▶ AUSGEWÄHLTER AUSZUG
______

Wem es draußen gerade zu heiß wird, der sollte zu November greifen. Die Story von Matt Fraction, gezeichnet von Elsa Charretier, handelt von eiskalten Verbrechern, lässt die Gehirne der Leser*innen aber heißlaufen.

Alle Abbildungen © Schreiber und Leser

Es geht in November um die Geschichten dreier einander fremder Frauen, deren Wege sich eines Nachts ganz unvermittelt kreuzen. Als die drogenabhängige Dee den korrupten Polizisten Mann kennenlernt, erschließt sich ihr eine ganz neue und ungewohnt lukrative Einnahmequelle. Sie soll täglich von einem Dach aus einen Code per Funk durchgeben, ohne genau zu wissen, warum sie das eigentlich tut. Und wir wissen es natürlich auch nicht. Dafür soll sie 500 Dollar pro Arbeitstag erhalten, was sie natürlich nicht ablehnen kann. Als sie eines Tages von Polizisten angegriffen wird, setzt sie sich erfolglos mit einem Revolver zur Wehr. Dieser bleibt unbeachtet in einer Gasse liegen. Zunächst.

Wie im Western sitzen Dee und Mister Mann einander stumm gegenüber.

Emma-Rose findet diesen Revolver, als sie auf dem Boden nach den Einkäufen sucht, die durch die zerrissene Papiertüte gefallen sind. Sie informiert sofort die Polizei, aber leider kommen nicht die Freunde und Helfer, die sie erwartet, sondern uniformierte Gewalttäter, die sie im Kofferraum ihres Dienstwagens entführen und dabei nicht den Eindruck erwecken, dass sie das zum ersten Mal täten.

Da ist der Revolver, der die Geschichten miteinander verbindet und Emma-Rose ins Unglück stürzt.

Zuvor hatte Emma-Rose mit der Polizeitelefonistin Kay Kowalski gesprochen und ihr von ihrem Fund berichtet. Kay Kowalski ist auf der Erfolgsleiter nicht sehr weit gekommen, aber sie hat immer noch die Ambition, mehr als nur Telefondienst, sondern ‚echte‘ Polizeiarbeit zu leisten. Als in dieser Nacht mehrere Brände in der Stadt gemeldet wären, vermutet sie einen Zusammenhang, und plötzlich laufen die Fäden der drei Geschichten zusammen.

______

▶ DATENSÄTZE
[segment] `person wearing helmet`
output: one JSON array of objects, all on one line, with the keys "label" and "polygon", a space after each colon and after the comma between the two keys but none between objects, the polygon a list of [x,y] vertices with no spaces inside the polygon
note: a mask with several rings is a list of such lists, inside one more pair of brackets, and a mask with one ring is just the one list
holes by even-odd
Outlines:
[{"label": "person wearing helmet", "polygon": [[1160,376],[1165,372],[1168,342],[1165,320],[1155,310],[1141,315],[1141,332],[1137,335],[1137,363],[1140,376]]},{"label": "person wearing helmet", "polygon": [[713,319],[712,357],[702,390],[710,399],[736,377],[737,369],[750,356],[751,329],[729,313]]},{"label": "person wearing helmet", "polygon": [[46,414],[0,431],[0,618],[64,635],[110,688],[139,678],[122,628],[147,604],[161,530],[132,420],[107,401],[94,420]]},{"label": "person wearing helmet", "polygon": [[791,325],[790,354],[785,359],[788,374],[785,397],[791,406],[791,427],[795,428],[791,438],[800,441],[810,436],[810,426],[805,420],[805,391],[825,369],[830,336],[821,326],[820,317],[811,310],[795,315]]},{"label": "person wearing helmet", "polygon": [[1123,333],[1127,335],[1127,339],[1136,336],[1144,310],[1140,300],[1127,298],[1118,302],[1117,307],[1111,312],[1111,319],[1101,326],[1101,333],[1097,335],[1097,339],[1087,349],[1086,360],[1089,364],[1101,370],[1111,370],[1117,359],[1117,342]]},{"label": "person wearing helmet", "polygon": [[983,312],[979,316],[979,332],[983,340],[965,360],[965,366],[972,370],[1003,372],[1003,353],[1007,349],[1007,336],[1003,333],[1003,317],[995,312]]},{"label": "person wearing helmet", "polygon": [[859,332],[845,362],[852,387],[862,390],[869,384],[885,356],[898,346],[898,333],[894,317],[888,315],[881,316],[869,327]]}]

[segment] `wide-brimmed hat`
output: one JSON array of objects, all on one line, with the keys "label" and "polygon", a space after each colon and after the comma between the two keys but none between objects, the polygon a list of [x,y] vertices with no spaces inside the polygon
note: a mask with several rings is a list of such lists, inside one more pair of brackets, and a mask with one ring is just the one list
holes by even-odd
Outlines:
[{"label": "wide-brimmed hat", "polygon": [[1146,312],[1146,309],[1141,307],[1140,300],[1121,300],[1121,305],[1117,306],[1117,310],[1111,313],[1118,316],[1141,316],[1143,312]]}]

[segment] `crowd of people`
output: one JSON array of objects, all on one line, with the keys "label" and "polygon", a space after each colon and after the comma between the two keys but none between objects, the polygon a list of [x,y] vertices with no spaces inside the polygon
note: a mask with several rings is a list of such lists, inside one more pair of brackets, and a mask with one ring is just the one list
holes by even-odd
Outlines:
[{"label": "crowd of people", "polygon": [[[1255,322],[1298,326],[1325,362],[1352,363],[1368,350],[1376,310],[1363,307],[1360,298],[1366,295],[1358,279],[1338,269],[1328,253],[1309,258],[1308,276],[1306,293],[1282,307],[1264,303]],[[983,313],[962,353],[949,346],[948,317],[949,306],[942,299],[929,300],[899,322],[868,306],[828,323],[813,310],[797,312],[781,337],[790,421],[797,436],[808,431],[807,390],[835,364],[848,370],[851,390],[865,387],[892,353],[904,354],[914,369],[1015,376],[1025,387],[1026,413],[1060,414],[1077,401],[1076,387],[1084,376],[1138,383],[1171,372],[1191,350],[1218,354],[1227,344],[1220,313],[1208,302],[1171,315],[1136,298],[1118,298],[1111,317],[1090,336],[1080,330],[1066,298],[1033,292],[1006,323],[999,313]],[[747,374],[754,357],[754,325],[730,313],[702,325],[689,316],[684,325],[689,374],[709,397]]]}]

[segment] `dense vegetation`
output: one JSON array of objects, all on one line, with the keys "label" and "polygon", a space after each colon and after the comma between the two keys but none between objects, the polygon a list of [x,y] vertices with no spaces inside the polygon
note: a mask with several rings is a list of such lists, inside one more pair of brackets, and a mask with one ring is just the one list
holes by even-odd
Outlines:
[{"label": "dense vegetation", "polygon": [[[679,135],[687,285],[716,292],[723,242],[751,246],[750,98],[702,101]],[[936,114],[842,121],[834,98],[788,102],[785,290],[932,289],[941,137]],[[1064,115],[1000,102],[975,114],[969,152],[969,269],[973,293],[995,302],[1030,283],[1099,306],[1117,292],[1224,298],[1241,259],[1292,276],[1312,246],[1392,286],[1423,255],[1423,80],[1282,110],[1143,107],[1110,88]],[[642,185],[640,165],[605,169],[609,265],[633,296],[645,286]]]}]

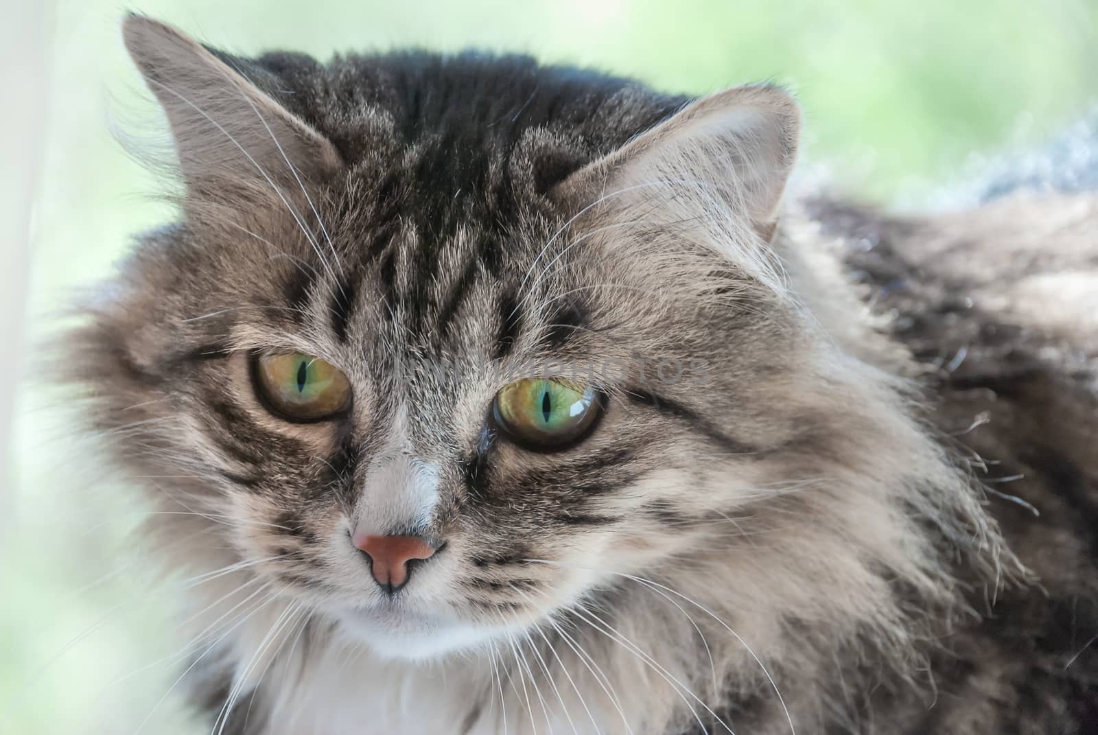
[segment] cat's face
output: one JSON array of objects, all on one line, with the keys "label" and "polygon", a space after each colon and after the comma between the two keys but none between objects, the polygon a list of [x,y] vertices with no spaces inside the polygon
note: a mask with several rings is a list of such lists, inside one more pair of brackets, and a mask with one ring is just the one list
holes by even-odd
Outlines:
[{"label": "cat's face", "polygon": [[156,489],[260,584],[430,657],[704,549],[791,477],[811,366],[765,253],[783,93],[668,118],[615,110],[626,89],[598,151],[562,123],[410,133],[384,89],[317,132],[163,26],[127,42],[188,198],[97,326],[102,422],[144,422],[125,458],[179,469]]}]

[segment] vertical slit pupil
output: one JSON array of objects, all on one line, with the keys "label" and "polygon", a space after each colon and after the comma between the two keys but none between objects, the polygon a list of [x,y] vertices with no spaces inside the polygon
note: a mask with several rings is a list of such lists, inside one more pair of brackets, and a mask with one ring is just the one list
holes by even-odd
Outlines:
[{"label": "vertical slit pupil", "polygon": [[309,379],[309,365],[305,360],[301,360],[301,365],[298,366],[298,392],[304,392],[305,381]]}]

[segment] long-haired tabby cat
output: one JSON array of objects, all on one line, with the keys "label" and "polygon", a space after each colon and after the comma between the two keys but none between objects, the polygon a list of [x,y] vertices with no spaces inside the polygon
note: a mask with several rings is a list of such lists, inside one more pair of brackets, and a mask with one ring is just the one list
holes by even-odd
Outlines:
[{"label": "long-haired tabby cat", "polygon": [[1098,732],[1093,194],[780,208],[774,87],[124,36],[183,193],[69,363],[211,732]]}]

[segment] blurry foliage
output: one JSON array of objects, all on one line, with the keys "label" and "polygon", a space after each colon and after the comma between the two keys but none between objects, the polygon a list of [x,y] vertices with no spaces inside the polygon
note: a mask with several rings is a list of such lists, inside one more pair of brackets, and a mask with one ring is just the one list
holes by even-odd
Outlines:
[{"label": "blurry foliage", "polygon": [[[804,105],[807,160],[878,201],[928,191],[974,154],[1037,142],[1098,98],[1093,0],[144,0],[137,9],[242,54],[478,46],[668,91],[775,81]],[[166,216],[145,196],[153,180],[108,132],[109,108],[147,109],[119,40],[121,12],[113,0],[56,7],[32,341],[134,231]],[[134,561],[123,549],[139,509],[109,483],[86,488],[88,469],[41,391],[24,387],[19,399],[10,449],[19,521],[0,556],[0,732],[127,735],[178,670],[156,662],[181,645],[165,623],[170,598],[147,592],[156,570],[137,573],[139,560],[80,589]],[[143,732],[193,732],[172,712],[169,698]]]}]

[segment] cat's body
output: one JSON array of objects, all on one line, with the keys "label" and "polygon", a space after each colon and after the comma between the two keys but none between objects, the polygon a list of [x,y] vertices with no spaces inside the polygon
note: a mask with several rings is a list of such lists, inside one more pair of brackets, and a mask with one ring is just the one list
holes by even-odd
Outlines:
[{"label": "cat's body", "polygon": [[[775,230],[777,90],[126,33],[187,194],[78,372],[115,460],[202,513],[154,531],[211,575],[188,679],[225,733],[1098,726],[1094,197]],[[271,350],[352,402],[283,420]],[[492,413],[545,360],[620,364],[551,450]],[[379,591],[359,533],[435,556]]]}]

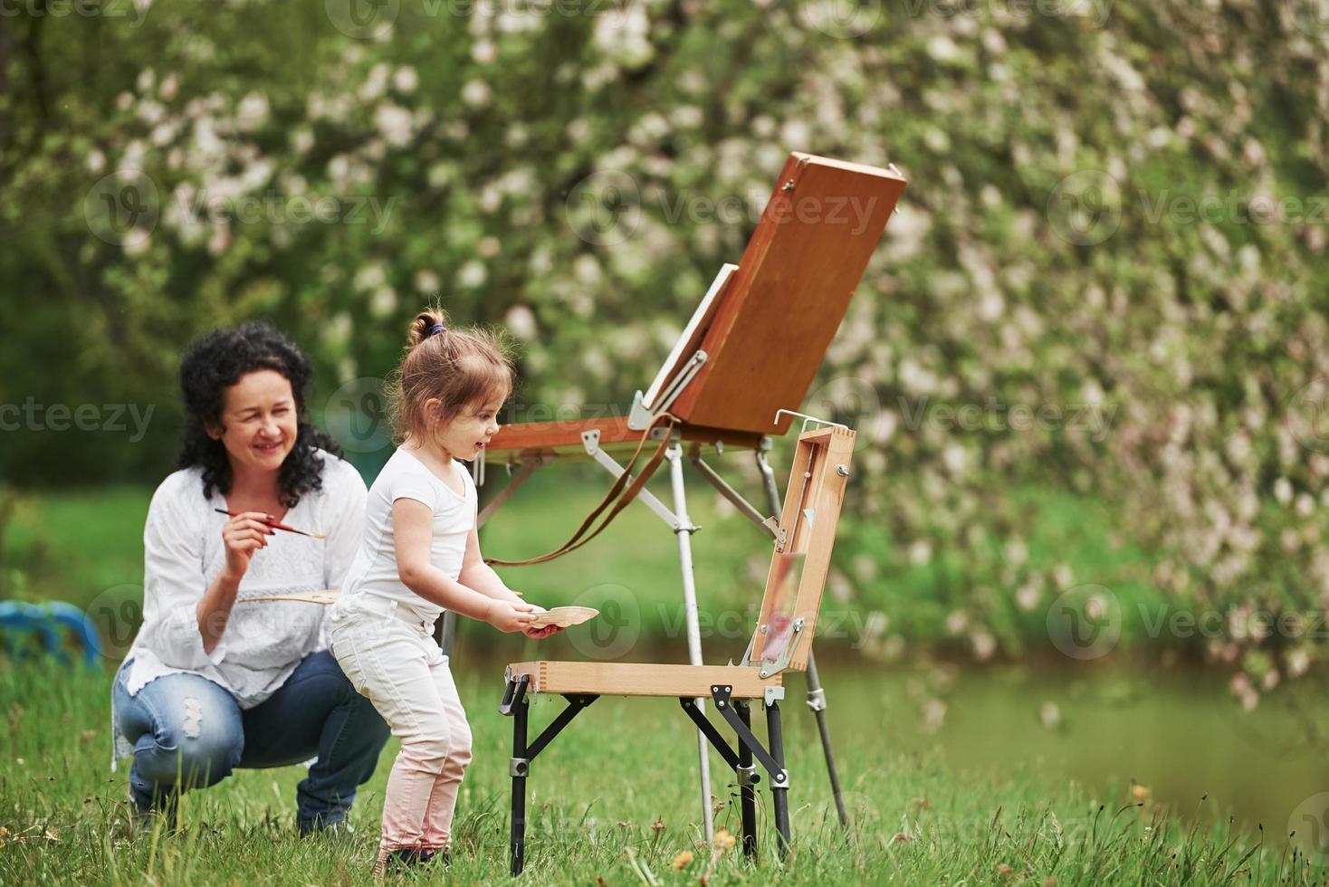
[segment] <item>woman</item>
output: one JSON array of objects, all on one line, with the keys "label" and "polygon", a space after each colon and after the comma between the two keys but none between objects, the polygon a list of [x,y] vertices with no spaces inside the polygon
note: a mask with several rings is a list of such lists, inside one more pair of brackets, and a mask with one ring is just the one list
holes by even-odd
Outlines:
[{"label": "woman", "polygon": [[205,336],[179,377],[179,470],[148,510],[144,625],[112,692],[117,757],[134,757],[130,798],[173,821],[181,790],[318,758],[296,825],[335,826],[388,728],[328,653],[322,605],[241,599],[339,588],[364,481],[303,420],[308,357],[266,324]]}]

______

▶ AUFGABEN
**A.** Beantworte anhand der Besprechung zu „November“:
(i) Wie viel Geld soll Dee pro Arbeitstag erhalten?
(ii) Wonach sucht Emma-Rose auf dem Boden, als sie den Revolver findet?
(iii) Welche Tätigkeit übt Kay Kowalski aus?
**B.** Führe die Besprechung zu „November“ im selben Ton weiter, beginnend nach ihrem letzten Satz.
Die Datensätze sind eigenständiges Material und gehören nicht zur Besprechung.

▶ LÖSUNGEN
**A.**
(i) 500 Dollar.
(ii) Nach ihren Einkäufen, die durch die zerrissene Papiertüte gefallen sind.
(iii) Sie ist Polizeitelefonistin.

**B.**
Was hier so kohärent und plausibel klingt, kommt bei der Lektüre ganz anders daher. Das liegt vor allem an der diskontinuierlichen Erzählweise von Matt Fraction (Sex Criminals). Die zwölf Kapitel folgen zeitlich nicht aufeinander, wie man es erwarten würde: Manche greifen weiter in die Vergangenheit zurück. Andere finden parallel zueinander statt, und erst am Ende erfahren die Leser*innen anhand mancher Details, dass man diese Geschehnisse als zeitgleich verstehen muss. Würde Fraction explizite Zeitangaben bieten, würde die Orientierung leichter fallen, aber so sind die Leser*innen so ratlos wie drei Frauen, die auch keinerlei Überblick über das Elend haben.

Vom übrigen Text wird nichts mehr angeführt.